* SUPPLIED DATA *
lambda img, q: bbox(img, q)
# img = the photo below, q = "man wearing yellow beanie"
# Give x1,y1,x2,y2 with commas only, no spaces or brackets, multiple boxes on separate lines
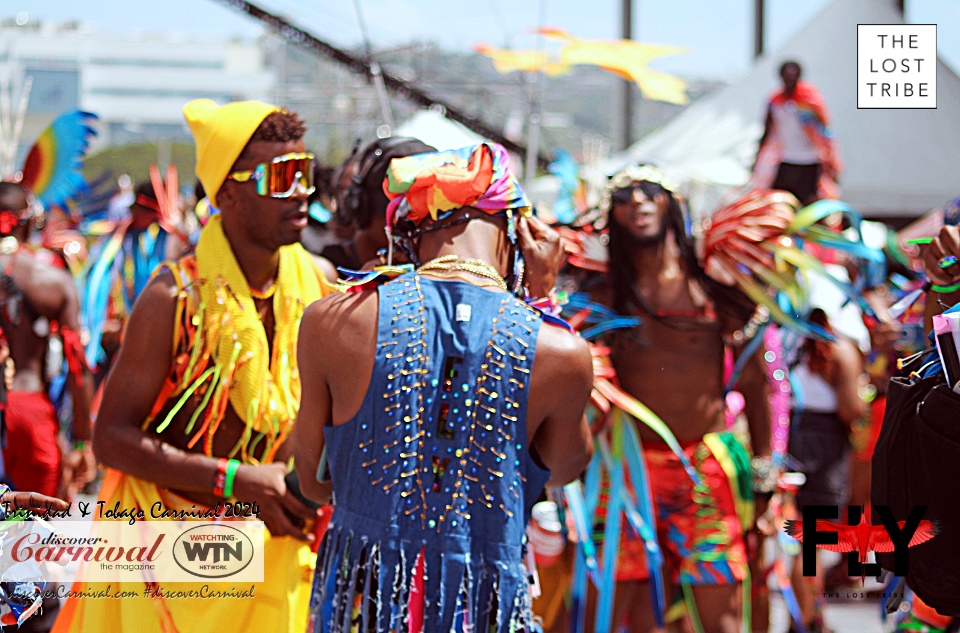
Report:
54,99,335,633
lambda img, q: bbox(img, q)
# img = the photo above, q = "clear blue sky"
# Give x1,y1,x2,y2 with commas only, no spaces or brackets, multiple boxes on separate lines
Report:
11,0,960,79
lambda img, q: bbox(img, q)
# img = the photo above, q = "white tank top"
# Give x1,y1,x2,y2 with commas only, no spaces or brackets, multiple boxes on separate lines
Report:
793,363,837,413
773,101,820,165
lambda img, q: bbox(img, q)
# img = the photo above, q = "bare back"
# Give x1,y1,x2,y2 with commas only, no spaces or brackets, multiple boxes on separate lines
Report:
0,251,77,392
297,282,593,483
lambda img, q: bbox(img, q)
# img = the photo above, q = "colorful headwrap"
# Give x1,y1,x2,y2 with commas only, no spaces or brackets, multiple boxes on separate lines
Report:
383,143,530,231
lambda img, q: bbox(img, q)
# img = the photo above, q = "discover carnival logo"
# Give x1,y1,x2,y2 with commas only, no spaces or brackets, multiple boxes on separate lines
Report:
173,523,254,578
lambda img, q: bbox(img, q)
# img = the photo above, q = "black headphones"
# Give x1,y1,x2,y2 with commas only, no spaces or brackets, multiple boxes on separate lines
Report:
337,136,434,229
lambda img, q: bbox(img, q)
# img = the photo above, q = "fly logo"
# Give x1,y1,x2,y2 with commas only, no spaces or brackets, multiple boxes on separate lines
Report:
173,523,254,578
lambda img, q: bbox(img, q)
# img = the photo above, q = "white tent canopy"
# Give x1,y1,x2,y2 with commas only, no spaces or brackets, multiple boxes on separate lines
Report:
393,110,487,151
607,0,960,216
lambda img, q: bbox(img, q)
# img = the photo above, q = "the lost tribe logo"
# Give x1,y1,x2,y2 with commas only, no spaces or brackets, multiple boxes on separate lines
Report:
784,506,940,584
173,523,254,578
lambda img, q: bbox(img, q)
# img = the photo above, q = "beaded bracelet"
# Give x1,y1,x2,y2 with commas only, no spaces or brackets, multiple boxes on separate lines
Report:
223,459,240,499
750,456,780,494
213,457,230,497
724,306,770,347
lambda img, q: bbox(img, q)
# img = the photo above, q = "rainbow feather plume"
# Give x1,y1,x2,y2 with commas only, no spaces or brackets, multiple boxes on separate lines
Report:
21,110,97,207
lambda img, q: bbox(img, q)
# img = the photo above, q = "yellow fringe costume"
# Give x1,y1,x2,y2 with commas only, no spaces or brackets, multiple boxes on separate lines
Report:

* WHAT YOU NEED TO DO *
Rewrite all of these lines, changing every "Report" to "Output" and keeping everything else the same. Leave the pictures out of your answer.

* ANSWER TO THIS EXERCISE *
lambda img, q: bbox(img, q)
# img = the photo below, q = "man wearing yellow beanie"
# Give x1,y1,x2,y2 with commas only, no spaces or brackets, multiple boxes on separate lines
Output:
54,99,335,633
lambda img, q: bbox(img, q)
# img = the photo above, q = "clear blue sky"
# Give x1,y1,x2,y2 with commas only, no spaces or brackets, multiple boxes on separate lines
Output:
11,0,960,79
lambda img, q: bbox(img, q)
# img = the photo above, q = "white tank top"
# Give x1,y1,x2,y2 with commas only, no spaces or brackets, multiple boxes on separate lines
Output:
793,363,837,413
773,101,820,165
lambda img, q: bbox(img, q)
# img = the photo above, q = "bare back"
# Give x1,y1,x2,y2 with commas only, no spaces or brackets, multiple boxes on separate lines
Output:
0,251,77,392
297,282,593,483
lambda img, q: bbox(img, q)
# img = the photo above, q = "colorful headwrap"
# Give x1,y1,x2,y2 with commas only, no spaces or brackets, multiple boxes on separate lines
Output:
383,143,530,231
lambda img, q: bbox(img, q)
# img = the photo above, q = "discover carnival logo"
# Give x1,y1,x2,y2 with commas only, no spaces or brackets, multiple boxes on separate lines
Output:
173,523,254,578
lambda img, q: bbox(img, q)
# img = the photo above, q = "black headphones"
# Give x1,y1,x2,y2 with commas only, no spaces or brackets, multiple boxes on separate lines
Output:
337,136,434,229
lambda img, q: bbox(img, q)
# img = the photo above, q = "fly logo"
# Give x1,y1,x2,y2 with commas only, no spaces or brackets, multiple boxes on separate lines
Output:
173,523,254,578
lambda img, q: bbox(img, q)
# img = the photo above, q = "white tent canopy"
# Give x1,y1,x2,y2 with commas only, no spaces or brackets, multiple boxes on separate lines
Output:
393,110,487,151
607,0,960,216
lambda img, q: bbox(img, q)
# img = the photo above, q = "the lost tribe logo"
# Give x1,y1,x2,y2 with commas only, no spaces or brackets, multiple boxes on separate lines
Output:
784,506,940,584
173,523,254,578
lambda img, q: bbox(img, q)
# img = the photo above, q = "beaded bracelet"
# Give x1,y1,x2,y2 with commas only, no spaces or brackets, multiple boxes on separate lines
Output:
223,459,240,499
750,456,780,494
213,457,230,497
724,306,770,347
lambda img, q: bbox(img, q)
# img = the photo above, q = "rainbow feather plume"
# Give x1,y1,x2,y2 with commas only, no spaces or brackets, multiple boxes on separate lines
Output:
21,110,97,207
lambda img, q: bbox(img, q)
# img = the photo above, q = "yellow fringe costume"
# Give x1,y1,x2,y2 with commas only, no spaces or brackets, multiple boxes on separate lines
Output:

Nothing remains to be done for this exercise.